PROVIDED PASSAGE
COVID-19 restrictions cut downtown Toronto pollution levels by almost half, researchers find
Researchers at the University of Toronto have discovered a substantial reduction in pollution levels in the downtown core since the province announced measures to curb the the spread of COVID-19, including shuttering schools and non-essential businesses.
“A pandemic is not a good thing,” said Greg Evans, director of the Southern Ontario Centre for Atmospheric Aerosol Research (SOCAAR).
“But seeing the change … gives us a better understanding of the many factors that contribute to poor air quality.”
The SOCAAR team analyzed the concentration of dozens of pollutants from air pulled directly from a duct off College Street in downtown Toronto for 24 days before March 13 and 24 days after.
The preliminary results provided to CBC News showed levels of nitrogen oxides and ultrafine particles, both indicative of vehicle pollution, have sharply decreased, a finding consistent with the reduction in traffic in the area.
“Both of them have dropped by about half,” said Evans.
At this point, Evans says he isn’t able to attach an exact percentage to the decrease because several factors affect the accuracy of that number, including the level of travel over March break and the onset of spring.
Evans says the data his team compiled is more specific and detailed than pollution data from satellite imagery, which gives a big-picture view.
“We can get a picture of what’s going on right now at a given location.”
It’s too early to draw conclusions about the impact on carbon dioxide levels, according to Evans, because it’s been in the air for so long — one molecule of carbon dioxide stays in the atmosphere for about 40 years, so a drop over just a few weeks “really doesn’t make that much of a difference to overall levels.”
As he collects more data, though, Evans said he may be able to draw more conclusions.
The findings don’t come as a surprise to Evans, nor to Heather Marshall, campaigns director at the Toronto Environmental Alliance.
But Marshall says it’s not necessarily good news to her.
“There’s really no silver lining. We’re facing a pandemic.”
However, Marshall is hoping these figures will help inform government decisions and spending after the pandemic is over.
“We have to think about whether it’s a bailout for the oil and gas sector, or an investment in other kinds of transportation that are zero emission or low emission.”
Evans said the data he and his team continue to gather could help inform public-health policy as more research emerges about if and how air quality affects COVID-19 patients.

WORK INSTRUCTION
Reproduce the Toronto pollution text from "COVID-19 restrictions cut" up to and including "24 days after.". The records have no connection to the Toronto pollution text.

DATASET EXTRACT
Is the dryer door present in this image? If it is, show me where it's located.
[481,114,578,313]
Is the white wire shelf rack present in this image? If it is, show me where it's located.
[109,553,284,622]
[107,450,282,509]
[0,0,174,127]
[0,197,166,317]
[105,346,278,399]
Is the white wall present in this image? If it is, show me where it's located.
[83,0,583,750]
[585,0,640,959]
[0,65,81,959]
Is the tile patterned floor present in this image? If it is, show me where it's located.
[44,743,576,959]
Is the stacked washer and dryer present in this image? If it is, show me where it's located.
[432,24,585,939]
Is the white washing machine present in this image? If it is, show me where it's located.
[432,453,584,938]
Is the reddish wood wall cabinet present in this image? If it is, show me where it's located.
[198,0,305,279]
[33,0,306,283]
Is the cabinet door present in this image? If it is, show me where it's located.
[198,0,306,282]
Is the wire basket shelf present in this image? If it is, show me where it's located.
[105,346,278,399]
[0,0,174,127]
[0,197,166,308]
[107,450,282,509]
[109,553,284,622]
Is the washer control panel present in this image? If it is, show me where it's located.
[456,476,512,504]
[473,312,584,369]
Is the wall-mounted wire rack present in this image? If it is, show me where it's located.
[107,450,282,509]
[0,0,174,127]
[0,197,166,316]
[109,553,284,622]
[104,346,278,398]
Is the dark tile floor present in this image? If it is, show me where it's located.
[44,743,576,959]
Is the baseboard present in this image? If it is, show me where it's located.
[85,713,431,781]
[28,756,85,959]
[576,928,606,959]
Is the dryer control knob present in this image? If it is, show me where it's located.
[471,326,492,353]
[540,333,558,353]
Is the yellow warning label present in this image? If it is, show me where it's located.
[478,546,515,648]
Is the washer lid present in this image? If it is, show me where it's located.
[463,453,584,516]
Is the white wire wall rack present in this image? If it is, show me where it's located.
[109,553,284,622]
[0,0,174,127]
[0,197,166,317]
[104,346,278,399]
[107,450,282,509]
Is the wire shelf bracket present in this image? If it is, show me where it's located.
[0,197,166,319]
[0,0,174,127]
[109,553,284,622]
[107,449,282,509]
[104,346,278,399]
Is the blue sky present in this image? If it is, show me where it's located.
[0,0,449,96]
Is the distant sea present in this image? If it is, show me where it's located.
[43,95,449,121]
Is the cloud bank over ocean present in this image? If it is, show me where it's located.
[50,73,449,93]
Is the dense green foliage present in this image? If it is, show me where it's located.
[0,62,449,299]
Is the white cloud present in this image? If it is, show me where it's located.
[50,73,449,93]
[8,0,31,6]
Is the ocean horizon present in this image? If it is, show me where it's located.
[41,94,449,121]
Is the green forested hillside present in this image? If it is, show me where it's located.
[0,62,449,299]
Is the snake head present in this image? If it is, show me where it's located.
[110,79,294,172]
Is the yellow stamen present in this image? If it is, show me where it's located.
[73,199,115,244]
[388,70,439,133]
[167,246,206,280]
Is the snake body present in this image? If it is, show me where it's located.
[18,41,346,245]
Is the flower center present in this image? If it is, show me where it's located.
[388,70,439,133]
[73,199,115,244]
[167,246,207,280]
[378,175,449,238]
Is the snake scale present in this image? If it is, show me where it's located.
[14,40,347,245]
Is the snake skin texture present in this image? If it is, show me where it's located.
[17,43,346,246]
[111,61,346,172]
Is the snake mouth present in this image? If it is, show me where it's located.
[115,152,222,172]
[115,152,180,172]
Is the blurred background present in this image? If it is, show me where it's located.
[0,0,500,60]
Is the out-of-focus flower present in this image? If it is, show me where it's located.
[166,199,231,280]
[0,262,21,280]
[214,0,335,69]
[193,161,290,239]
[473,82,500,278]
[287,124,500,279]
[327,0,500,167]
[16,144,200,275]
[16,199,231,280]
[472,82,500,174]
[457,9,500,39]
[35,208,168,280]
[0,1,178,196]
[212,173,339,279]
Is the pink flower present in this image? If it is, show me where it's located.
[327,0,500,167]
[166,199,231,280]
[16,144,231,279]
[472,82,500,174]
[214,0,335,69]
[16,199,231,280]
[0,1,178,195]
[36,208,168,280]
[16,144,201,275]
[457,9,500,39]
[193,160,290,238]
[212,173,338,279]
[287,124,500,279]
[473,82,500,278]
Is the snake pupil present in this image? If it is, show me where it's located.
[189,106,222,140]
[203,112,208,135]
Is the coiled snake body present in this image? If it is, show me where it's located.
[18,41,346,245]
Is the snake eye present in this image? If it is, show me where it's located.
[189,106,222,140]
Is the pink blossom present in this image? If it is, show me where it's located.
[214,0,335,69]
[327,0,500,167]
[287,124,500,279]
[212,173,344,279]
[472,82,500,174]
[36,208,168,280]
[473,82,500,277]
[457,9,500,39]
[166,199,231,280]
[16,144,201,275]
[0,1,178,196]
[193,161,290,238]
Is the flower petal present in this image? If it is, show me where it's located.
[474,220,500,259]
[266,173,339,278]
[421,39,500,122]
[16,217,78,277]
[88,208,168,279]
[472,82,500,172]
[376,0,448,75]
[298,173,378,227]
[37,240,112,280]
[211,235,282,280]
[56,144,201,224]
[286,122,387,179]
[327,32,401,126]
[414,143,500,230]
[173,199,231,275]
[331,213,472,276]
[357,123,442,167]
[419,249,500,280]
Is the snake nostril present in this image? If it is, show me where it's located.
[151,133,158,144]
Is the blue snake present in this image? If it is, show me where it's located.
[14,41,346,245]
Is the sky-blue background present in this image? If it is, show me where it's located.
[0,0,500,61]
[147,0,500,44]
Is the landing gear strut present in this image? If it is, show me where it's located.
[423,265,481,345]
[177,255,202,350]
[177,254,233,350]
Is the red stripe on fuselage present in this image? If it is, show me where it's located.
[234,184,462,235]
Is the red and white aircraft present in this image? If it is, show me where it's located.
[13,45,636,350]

YOUR RESPONSE
COVID-19 restrictions cut downtown Toronto pollution levels by almost half, researchers find
Researchers at the University of Toronto have discovered a substantial reduction in pollution levels in the downtown core since the province announced measures to curb the the spread of COVID-19, including shuttering schools and non-essential businesses.
“A pandemic is not a good thing,” said Greg Evans, director of the Southern Ontario Centre for Atmospheric Aerosol Research (SOCAAR).
“But seeing the change … gives us a better understanding of the many factors that contribute to poor air quality.”
The SOCAAR team analyzed the concentration of dozens of pollutants from air pulled directly from a duct off College Street in downtown Toronto for 24 days before March 13 and 24 days after.